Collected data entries

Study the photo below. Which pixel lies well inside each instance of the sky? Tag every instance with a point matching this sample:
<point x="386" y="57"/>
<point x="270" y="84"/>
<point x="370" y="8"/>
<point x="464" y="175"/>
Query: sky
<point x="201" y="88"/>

BRIEF:
Produce a word-for-word restatement of all the records.

REPLY:
Study the photo below. Which pixel lies well inside each instance of the sky? Tag every instance with a point matching this sample:
<point x="386" y="57"/>
<point x="270" y="84"/>
<point x="370" y="8"/>
<point x="464" y="175"/>
Query: sky
<point x="201" y="88"/>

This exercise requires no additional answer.